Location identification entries
#####

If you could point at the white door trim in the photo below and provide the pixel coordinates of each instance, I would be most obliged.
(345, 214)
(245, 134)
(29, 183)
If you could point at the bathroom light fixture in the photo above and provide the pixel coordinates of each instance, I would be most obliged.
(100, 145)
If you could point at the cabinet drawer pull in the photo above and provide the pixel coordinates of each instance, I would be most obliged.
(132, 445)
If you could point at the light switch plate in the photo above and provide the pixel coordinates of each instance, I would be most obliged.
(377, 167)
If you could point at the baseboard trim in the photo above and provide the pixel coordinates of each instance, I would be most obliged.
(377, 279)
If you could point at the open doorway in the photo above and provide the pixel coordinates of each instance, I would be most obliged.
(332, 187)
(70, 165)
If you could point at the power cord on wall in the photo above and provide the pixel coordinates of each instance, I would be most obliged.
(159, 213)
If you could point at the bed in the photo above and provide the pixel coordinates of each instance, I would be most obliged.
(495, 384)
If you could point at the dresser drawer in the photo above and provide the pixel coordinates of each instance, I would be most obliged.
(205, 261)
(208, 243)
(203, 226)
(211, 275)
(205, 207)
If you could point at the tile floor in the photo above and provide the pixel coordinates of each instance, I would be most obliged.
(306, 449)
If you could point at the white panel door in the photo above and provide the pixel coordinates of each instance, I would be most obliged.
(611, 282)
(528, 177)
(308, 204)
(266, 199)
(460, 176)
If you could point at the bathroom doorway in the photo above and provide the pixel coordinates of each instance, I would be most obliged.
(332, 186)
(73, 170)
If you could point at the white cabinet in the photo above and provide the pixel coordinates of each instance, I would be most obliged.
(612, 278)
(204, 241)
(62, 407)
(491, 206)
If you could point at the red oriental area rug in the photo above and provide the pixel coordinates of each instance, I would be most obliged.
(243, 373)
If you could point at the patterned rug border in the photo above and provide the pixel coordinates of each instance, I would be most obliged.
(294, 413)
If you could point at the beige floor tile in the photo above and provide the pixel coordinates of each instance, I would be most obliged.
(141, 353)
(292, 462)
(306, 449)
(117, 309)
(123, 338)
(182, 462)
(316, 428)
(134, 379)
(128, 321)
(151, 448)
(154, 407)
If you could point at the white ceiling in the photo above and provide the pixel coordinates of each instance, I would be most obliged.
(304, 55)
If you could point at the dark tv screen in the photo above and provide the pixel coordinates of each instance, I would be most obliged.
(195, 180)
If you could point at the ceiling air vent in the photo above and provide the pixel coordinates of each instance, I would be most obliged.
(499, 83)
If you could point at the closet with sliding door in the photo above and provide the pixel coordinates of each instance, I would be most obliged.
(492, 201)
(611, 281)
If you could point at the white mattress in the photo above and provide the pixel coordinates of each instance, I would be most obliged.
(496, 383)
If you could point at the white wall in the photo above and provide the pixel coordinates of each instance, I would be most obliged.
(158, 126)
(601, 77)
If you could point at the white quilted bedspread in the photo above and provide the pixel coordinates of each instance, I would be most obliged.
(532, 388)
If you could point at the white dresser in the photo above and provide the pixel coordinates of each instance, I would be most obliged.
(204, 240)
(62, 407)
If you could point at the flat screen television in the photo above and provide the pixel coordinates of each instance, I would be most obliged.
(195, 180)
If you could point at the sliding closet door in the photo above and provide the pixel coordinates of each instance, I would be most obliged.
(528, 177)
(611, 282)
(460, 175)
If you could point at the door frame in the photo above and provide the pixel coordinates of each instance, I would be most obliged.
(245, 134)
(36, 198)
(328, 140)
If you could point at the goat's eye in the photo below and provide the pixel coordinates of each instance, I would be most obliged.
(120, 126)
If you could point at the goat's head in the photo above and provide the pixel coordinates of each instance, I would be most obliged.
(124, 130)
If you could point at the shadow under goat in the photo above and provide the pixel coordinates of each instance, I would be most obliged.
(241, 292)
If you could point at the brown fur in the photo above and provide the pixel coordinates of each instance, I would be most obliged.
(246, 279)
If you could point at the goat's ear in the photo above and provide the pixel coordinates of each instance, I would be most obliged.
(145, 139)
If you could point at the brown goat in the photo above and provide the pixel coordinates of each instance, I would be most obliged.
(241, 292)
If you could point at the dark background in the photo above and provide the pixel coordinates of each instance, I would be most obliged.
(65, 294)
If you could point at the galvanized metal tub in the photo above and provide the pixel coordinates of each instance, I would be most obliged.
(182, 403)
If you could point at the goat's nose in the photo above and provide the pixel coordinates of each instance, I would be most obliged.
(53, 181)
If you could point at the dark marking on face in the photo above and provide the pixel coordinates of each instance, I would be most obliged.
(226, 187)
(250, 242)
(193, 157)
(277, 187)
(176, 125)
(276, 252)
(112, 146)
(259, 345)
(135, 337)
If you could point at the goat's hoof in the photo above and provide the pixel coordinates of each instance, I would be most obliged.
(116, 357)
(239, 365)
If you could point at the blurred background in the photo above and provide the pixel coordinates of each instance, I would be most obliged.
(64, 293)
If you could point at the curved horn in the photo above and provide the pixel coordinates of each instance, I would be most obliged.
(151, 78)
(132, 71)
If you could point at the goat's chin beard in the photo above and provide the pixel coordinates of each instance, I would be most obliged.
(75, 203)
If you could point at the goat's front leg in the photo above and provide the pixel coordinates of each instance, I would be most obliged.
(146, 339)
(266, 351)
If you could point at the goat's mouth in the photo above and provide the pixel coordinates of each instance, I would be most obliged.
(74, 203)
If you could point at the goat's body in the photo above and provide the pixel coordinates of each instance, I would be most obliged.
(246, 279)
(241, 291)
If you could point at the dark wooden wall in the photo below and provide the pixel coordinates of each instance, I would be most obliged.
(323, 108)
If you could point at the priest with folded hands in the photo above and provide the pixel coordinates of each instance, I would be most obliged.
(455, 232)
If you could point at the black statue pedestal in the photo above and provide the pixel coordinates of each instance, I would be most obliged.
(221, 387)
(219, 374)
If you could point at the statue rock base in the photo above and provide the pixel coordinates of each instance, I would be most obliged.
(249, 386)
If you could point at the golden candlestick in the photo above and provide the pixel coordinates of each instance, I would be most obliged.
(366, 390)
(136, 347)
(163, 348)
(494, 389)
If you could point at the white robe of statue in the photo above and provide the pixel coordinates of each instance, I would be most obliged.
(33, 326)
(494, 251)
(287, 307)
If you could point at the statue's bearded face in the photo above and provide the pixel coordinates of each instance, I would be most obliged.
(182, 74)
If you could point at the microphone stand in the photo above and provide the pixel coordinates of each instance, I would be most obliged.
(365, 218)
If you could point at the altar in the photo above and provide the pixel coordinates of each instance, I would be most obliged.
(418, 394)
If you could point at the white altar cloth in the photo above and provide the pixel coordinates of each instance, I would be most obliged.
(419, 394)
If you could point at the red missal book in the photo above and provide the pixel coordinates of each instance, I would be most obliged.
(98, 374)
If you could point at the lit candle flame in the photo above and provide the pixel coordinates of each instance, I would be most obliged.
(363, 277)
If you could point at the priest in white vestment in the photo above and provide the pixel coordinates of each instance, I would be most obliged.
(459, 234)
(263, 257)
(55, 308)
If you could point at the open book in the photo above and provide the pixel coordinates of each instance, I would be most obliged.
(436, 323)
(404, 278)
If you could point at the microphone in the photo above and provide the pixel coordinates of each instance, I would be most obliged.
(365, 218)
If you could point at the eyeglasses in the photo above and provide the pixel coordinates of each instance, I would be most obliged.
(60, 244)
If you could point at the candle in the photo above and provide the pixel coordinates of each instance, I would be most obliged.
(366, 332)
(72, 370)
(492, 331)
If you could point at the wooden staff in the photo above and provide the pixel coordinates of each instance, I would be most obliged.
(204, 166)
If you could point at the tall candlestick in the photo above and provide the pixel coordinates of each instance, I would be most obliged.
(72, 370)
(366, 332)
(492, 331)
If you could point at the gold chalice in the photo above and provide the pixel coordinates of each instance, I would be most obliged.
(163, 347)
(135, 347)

#####

### TASK DIRECTIONS
Start at the line containing "If you could point at the open book" and continue through the end of the data. Rewrite those lines with "I would be most obliged" replaced by "I would be very grateful" and nothing else changed.

### OUTPUT OF THE TASK
If you could point at the open book in the photo above and provide the pixel coordinates of each instance, I would be very grateful.
(436, 323)
(404, 278)
If you could point at the microphone in the photo above and provide the pixel coordinates of each instance, I would be very grateful.
(365, 218)
If you could point at the eyeglasses in the photo above and provide the pixel coordinates of each instance, I would be very grateful.
(60, 244)
If you could point at the candle in the photo above and provide the pixel coordinates of each instance, I would be very grateful.
(366, 332)
(72, 370)
(492, 331)
If you could point at the wooden staff in the photo above and provide the pixel coordinates of each instance, I would be very grateful.
(204, 166)
If you could point at the tall candlestick in the photo above and provide the pixel coordinates of each instance, I would be very grateful.
(72, 370)
(366, 332)
(492, 331)
If you could point at the gold chalice in the photo above and provide the pixel coordinates of each instance, I would be very grateful.
(163, 347)
(135, 347)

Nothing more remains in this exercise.